TU OBJETIVO
Cambia "hidalguía" por "nobleza" y escribe de nuevo el pasaje del fragmento elegido que va entre "En lo que atañe" y "su política interna.", ambos incluidos.

En lo que atañe a las relaciones internacionales se comportó con verdadera hidalguía, severo a veces en la defensa de la grandeza de su Francia, generoso otras para salvar la concordia de la Cristiandad. Con frecuencia fue llamado para que hiciese de árbitro entre naciones en pugna, como lo había sido S. Bernardo en el siglo anterior .Hijo fidelísimo de la Iglesia, estuvo lejos de cualquier tipo de servilismo en relación con la misma, no tolerando intervención alguna de Roma en su política interna.
La Cruzada –o mejor las Cruzadas, ya que se lanzó dos veces a la misma sagrada aventura– había de ser el broche de oro de aquella «política sacada de la Sagrada Escritura», según la conocida expresión de Bossuet. Si bien no le acompañó el éxito desde el punto de vista militar, sin embargo el heroísmo de que hizo gala en su campaña de Egipto y la sublime belleza de su muerte acaecida en Túnez confirieron a su imagen el supremo toque de la grandeza cristiana (cf. Daniel-Rops, La Iglesia de la Catedral y de la Cruzada... 359-371).

Datos recogidos

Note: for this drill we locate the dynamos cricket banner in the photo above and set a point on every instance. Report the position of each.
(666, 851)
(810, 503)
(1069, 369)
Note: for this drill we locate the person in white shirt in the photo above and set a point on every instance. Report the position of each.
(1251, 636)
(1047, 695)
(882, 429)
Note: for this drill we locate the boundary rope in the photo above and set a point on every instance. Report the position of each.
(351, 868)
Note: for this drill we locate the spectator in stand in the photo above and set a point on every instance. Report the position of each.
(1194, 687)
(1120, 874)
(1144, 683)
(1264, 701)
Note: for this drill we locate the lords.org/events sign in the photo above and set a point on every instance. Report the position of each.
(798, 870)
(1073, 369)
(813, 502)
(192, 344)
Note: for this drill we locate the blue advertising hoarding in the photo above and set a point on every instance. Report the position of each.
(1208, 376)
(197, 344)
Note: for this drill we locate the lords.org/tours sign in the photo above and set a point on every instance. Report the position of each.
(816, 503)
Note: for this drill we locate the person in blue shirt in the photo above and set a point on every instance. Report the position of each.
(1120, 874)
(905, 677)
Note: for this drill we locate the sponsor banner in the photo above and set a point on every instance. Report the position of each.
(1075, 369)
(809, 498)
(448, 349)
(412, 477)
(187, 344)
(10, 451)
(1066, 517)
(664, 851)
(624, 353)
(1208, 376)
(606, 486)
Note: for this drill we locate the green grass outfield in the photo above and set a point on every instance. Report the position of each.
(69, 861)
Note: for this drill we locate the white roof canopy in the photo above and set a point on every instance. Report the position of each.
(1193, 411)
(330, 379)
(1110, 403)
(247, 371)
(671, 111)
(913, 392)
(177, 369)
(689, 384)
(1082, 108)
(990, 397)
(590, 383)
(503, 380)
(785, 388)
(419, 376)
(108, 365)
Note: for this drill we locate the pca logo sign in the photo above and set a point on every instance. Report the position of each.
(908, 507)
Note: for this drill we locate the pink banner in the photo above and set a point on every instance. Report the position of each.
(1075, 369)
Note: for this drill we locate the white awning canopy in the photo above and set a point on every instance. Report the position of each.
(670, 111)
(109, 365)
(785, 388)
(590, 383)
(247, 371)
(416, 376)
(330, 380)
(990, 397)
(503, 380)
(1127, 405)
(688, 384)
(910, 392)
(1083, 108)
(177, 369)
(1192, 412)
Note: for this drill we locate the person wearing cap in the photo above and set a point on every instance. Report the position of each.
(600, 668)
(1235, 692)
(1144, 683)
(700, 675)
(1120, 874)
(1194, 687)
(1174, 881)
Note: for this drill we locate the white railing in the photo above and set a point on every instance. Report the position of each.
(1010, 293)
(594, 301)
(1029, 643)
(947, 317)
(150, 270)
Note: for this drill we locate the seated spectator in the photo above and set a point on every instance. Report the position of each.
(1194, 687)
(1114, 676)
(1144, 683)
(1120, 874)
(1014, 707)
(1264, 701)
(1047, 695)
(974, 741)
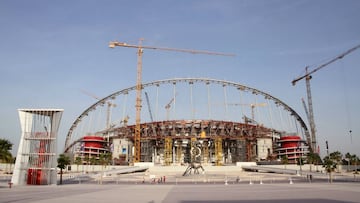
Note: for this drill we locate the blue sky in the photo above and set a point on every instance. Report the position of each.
(50, 50)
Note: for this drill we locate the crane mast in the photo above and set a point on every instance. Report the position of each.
(140, 48)
(308, 77)
(148, 102)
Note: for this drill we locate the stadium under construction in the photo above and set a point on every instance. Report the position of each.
(182, 141)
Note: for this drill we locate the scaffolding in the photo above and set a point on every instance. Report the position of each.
(218, 151)
(36, 162)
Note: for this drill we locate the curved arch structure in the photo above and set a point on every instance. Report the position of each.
(206, 81)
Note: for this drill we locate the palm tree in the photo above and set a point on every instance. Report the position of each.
(330, 163)
(5, 148)
(104, 159)
(284, 160)
(313, 158)
(336, 157)
(63, 161)
(77, 161)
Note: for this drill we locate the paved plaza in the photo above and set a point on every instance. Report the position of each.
(184, 193)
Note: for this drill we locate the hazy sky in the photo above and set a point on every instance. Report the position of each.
(49, 50)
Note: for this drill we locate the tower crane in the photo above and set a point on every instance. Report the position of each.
(168, 106)
(308, 77)
(140, 48)
(149, 107)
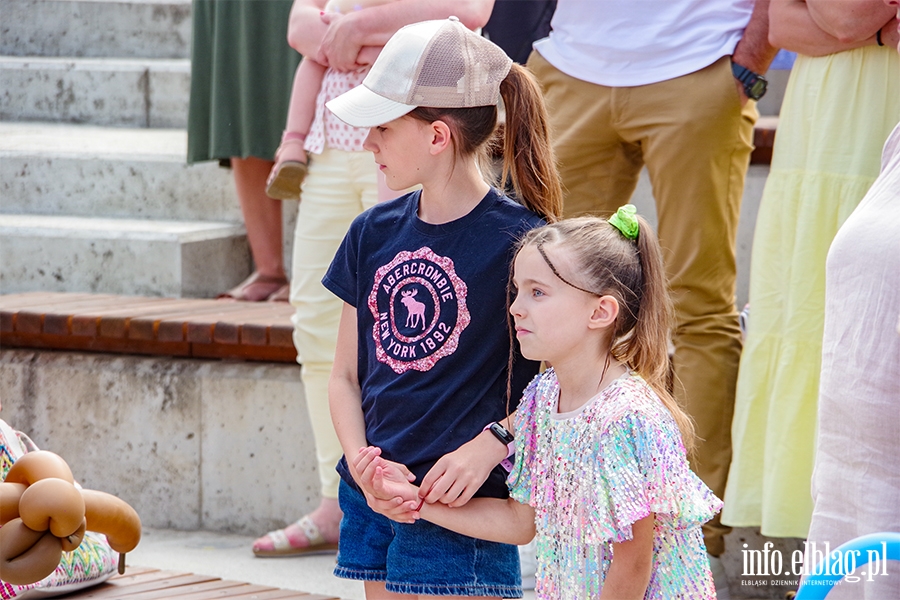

LA SOLUCIÓN
En lo que atañe a las relaciones internacionales se comportó con verdadera nobleza, severo a veces en la defensa de la grandeza de su Francia, generoso otras para salvar la concordia de la Cristiandad. Con frecuencia fue llamado para que hiciese de árbitro entre naciones en pugna, como lo había sido S. Bernardo en el siglo anterior .Hijo fidelísimo de la Iglesia, estuvo lejos de cualquier tipo de servilismo en relación con la misma, no tolerando intervención alguna de Roma en su política interna.